---------- Source data ----------

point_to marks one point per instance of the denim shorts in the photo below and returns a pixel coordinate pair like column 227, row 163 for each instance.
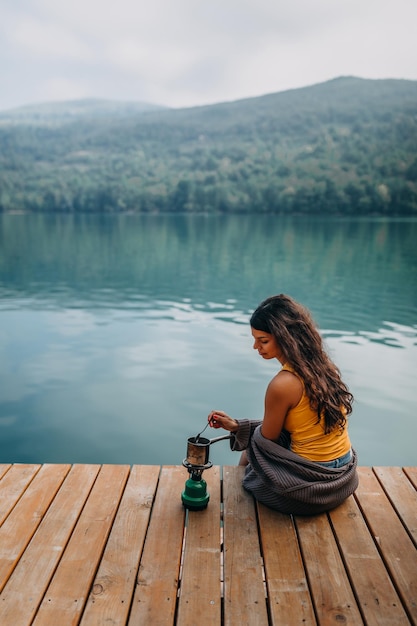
column 340, row 462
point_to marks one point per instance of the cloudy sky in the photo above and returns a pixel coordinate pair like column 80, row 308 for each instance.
column 183, row 53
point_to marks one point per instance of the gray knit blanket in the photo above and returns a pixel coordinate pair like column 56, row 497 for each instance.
column 287, row 482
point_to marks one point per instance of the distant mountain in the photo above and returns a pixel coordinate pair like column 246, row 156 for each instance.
column 63, row 112
column 346, row 146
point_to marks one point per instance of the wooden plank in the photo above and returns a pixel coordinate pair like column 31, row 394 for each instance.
column 19, row 527
column 411, row 473
column 394, row 544
column 113, row 587
column 244, row 591
column 155, row 598
column 402, row 495
column 332, row 595
column 25, row 588
column 376, row 595
column 66, row 595
column 13, row 484
column 4, row 467
column 200, row 597
column 288, row 594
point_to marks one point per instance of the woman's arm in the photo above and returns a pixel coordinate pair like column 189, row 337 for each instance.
column 283, row 393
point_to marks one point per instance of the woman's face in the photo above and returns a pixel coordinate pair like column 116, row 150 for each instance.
column 266, row 345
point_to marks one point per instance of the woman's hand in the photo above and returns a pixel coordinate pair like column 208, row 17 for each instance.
column 220, row 419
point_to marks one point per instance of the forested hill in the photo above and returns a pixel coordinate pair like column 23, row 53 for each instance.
column 346, row 146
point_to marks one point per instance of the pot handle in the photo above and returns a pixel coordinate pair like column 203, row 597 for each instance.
column 216, row 439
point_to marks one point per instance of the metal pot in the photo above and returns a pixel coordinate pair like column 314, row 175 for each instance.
column 198, row 450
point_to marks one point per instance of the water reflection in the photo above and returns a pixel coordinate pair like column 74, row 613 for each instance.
column 114, row 330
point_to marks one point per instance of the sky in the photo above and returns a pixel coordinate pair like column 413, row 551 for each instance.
column 183, row 53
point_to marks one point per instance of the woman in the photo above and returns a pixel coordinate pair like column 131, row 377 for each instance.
column 299, row 457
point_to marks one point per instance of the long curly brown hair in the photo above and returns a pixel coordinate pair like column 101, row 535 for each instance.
column 302, row 346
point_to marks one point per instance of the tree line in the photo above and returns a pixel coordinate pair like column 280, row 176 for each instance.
column 347, row 146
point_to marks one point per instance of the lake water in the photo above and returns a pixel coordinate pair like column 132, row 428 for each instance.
column 118, row 334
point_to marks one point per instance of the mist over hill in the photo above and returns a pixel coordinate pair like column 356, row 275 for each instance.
column 346, row 146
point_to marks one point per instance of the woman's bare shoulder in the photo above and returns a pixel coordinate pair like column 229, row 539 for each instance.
column 286, row 384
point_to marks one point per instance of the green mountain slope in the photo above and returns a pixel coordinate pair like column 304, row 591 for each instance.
column 345, row 146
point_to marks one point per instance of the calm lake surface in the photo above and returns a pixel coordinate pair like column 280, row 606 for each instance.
column 119, row 334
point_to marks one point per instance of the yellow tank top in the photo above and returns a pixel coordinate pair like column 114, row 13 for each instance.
column 308, row 438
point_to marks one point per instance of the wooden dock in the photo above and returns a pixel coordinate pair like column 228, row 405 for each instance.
column 112, row 545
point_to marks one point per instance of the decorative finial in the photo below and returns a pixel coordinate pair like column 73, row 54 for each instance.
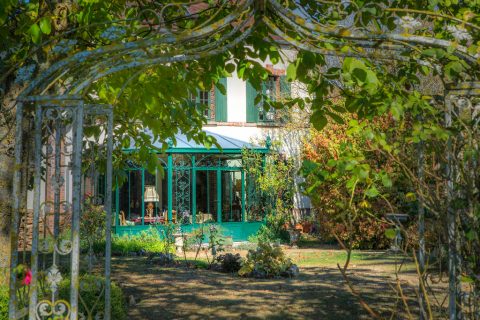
column 170, row 143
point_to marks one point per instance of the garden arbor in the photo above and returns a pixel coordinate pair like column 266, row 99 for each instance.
column 58, row 102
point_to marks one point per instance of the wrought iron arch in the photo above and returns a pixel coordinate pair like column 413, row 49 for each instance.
column 168, row 44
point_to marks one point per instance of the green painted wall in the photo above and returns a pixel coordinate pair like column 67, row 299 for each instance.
column 239, row 231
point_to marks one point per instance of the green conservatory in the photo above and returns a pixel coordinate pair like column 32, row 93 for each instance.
column 199, row 186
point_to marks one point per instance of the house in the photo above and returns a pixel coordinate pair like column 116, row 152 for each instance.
column 201, row 185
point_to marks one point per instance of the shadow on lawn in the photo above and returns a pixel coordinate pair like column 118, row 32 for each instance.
column 179, row 293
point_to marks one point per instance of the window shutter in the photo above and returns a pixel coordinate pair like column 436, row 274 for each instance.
column 252, row 112
column 221, row 103
column 285, row 87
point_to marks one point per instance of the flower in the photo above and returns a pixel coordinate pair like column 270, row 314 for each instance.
column 408, row 22
column 28, row 278
column 459, row 33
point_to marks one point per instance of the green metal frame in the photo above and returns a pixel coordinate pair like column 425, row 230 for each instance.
column 193, row 166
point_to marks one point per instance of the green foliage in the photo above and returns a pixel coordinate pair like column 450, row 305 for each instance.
column 92, row 223
column 273, row 189
column 266, row 261
column 91, row 297
column 351, row 187
column 4, row 299
column 229, row 262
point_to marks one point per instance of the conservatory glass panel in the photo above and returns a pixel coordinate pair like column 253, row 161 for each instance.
column 206, row 196
column 231, row 196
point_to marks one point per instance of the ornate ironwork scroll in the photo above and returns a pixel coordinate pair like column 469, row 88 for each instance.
column 182, row 183
column 463, row 111
column 50, row 244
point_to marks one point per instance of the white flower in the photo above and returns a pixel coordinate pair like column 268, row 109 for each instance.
column 408, row 23
column 459, row 33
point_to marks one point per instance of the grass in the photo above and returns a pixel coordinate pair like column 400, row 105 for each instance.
column 318, row 293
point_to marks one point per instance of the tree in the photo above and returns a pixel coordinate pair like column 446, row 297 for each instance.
column 442, row 40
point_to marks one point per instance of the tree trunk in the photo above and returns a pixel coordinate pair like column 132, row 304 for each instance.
column 6, row 178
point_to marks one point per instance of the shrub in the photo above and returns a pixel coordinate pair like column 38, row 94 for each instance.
column 4, row 302
column 267, row 261
column 230, row 262
column 91, row 288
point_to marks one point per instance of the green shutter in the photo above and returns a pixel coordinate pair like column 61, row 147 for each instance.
column 252, row 113
column 221, row 103
column 285, row 87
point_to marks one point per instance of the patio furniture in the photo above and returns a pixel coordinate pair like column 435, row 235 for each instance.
column 204, row 217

----------

What the exercise asks =>
Write out all of the records above word for word, leaving out the pictures.

Exercise solution =>
point_to marks one point per instance of the denim shorts in the photo below and returns a pixel coordinate pair like column 227, row 163 for each instance.
column 340, row 462
point_to marks one point per instance of the cloudy sky in the photo above and returns a pixel coordinate pair like column 80, row 308 for each instance.
column 183, row 53
point_to marks one point per instance of the gray knit blanket in the photo above and returns a pixel coordinate pair like column 56, row 497 for each instance.
column 287, row 482
point_to marks one point per instance of the distant mountain in the photo above and returns a pixel coordinate pair like column 246, row 156 for each instance.
column 63, row 112
column 346, row 146
point_to marks one point per instance of the wooden plank in the photo above and returns a pixel coordinate pair like column 31, row 394 for each instance.
column 19, row 527
column 411, row 473
column 394, row 544
column 113, row 587
column 244, row 591
column 155, row 598
column 402, row 495
column 332, row 595
column 25, row 588
column 376, row 595
column 66, row 595
column 13, row 484
column 4, row 467
column 200, row 597
column 288, row 594
point_to marks one point per instance of the woman's arm in the photo above and returns a pixel coordinate pair like column 189, row 337 for each instance.
column 283, row 393
point_to marks one point per instance of the woman's face in the photo above and returns a pixel coordinate pair like column 116, row 150 for each instance.
column 266, row 345
point_to marks one point per instance of the woman's hand in the photo above and returns a pixel coordinate pair like column 208, row 17 for each instance.
column 220, row 419
point_to marks one point per instance of the forested hill in the photo above and returns a pixel coordinate pair like column 23, row 53 for each instance.
column 346, row 146
point_to marks one point per instance of the pot handle in the photo above and returns a pixel coordinate pair like column 203, row 597 for each instance.
column 216, row 439
point_to marks one point per instance of the metal pot in the photo above and returns a pixel coordinate pair like column 314, row 175 for each instance.
column 198, row 450
point_to marks one point per instance of the water reflection in the photo above and returns a pixel coordinate pair like column 74, row 613 for each instance.
column 114, row 330
point_to marks one point per instance of the sky in the photo above and returns a pixel coordinate pair like column 413, row 551 for each instance.
column 183, row 53
point_to marks one point per instance of the woman in the photo above and returns a pixel coordinate pair like column 131, row 377 for each instance.
column 299, row 457
point_to marks one point per instance of the long curly brown hair in the photo above and returns a pixel coordinate pair like column 101, row 535 for each instance.
column 302, row 346
point_to marks one point per instance of the tree line in the photo above and returns a pixel coordinate pair like column 280, row 176 for each instance.
column 347, row 146
point_to marks one point per instance of the lake water in the photo above and returns a pixel coordinate pair like column 132, row 428 for each instance.
column 118, row 334
point_to marks one point per instance of the mist over hill in the photo above and returns a pixel coordinate pair like column 356, row 275 for each instance.
column 346, row 146
point_to marks one point per instance of the woman's bare shoulder in the photo above and returns a pixel coordinate pair like column 229, row 539 for each instance.
column 286, row 384
point_to marks one point per instance of the green mountain slope in the photo above and returns a pixel coordinate pair like column 304, row 591 for each instance.
column 345, row 146
point_to marks one point per instance of the calm lake surface in the photo above and returns a pixel coordinate pair like column 280, row 606 for each instance.
column 119, row 334
point_to marks one point per instance of the yellow tank top in the photo above and returns a pixel coordinate pair like column 114, row 13 for each instance.
column 308, row 438
point_to marks one point per instance of the wooden dock in the photo above and returns a pixel coordinate pair like column 228, row 405 for each instance.
column 112, row 545
point_to marks one point per instance of the decorative finial in the photo below and returns a pixel coordinate pair like column 73, row 54 for each instance.
column 170, row 143
point_to marks one point per instance of the garden arbor in the photo above and returns a pixel coordinate pair like column 266, row 99 for each instance.
column 58, row 102
point_to marks one point per instance of the wrought iron arch in the photo above and returns a pixel coordinate pair like column 413, row 49 for each instance.
column 168, row 44
point_to marks one point per instance of the green painted wall in the photo above and returns a pixel coordinate pair like column 67, row 299 for each instance.
column 239, row 231
point_to marks one point per instance of the green conservatory in the photo above and returns a pixel coordinate pair like column 32, row 93 for each instance.
column 199, row 186
point_to marks one point per instance of the house in the photo above and returns a pixel coordinate pair like column 116, row 152 for each instance.
column 201, row 185
point_to marks one point per instance of the shadow on lawn in the photo above and returns a pixel coordinate pair like column 118, row 32 for each instance.
column 179, row 293
point_to marks one point per instance of the window shutter in the photo above and returns a pixel coordinate pair like column 436, row 274 for each instance.
column 252, row 112
column 221, row 103
column 285, row 87
point_to marks one point per instance of the flower in the photo above and returns a pixel coordinate pair like column 270, row 314 for each instance.
column 408, row 22
column 28, row 278
column 459, row 33
point_to marks one point per instance of the green metal frame in the photo above and returns a pixel coordinate pair like column 425, row 230 for each instance.
column 193, row 166
point_to marks one point per instance of the green foliage in the photo above and returns a pixel coordinate pair like column 450, row 305 for each instance.
column 92, row 223
column 273, row 189
column 266, row 261
column 91, row 297
column 351, row 187
column 4, row 299
column 229, row 262
point_to marks one point per instance of the conservatory glass panel in the photo above and returns a pixel coordinate pair like column 253, row 161 for each instance.
column 206, row 196
column 231, row 196
point_to marks one point per instance of the ornate ironwork scroll in the photo above and returns a pixel coordinate pair like column 469, row 88 for each instance.
column 182, row 183
column 463, row 111
column 50, row 244
point_to marks one point per instance of the white flower in the photo above and returns a pixel coordinate pair like column 268, row 109 for each instance.
column 408, row 23
column 459, row 33
point_to marks one point per instance of the grass in the photo above and returns a pixel coordinate pair like column 400, row 105 for each instance.
column 318, row 293
point_to marks one point per instance of the tree in the photo above and returns a pixel coordinate pair like column 446, row 297 for each instance.
column 442, row 40
point_to marks one point per instance of the tree trunk in the photo above and returns a pixel coordinate pair like column 132, row 304 for each instance.
column 6, row 178
point_to marks one point per instance of the shrub in the photo above and returns a pixel coordinate pair like column 38, row 94 for each instance.
column 4, row 302
column 267, row 261
column 230, row 262
column 91, row 288
point_to marks one point per instance of the green shutter in the photo above and returns a pixel coordinate pair like column 61, row 147 for each instance.
column 252, row 113
column 221, row 103
column 285, row 87
point_to marks one point per instance of the patio furniture in the photo above and returns a pixel coordinate pair like column 435, row 235 for each instance.
column 204, row 217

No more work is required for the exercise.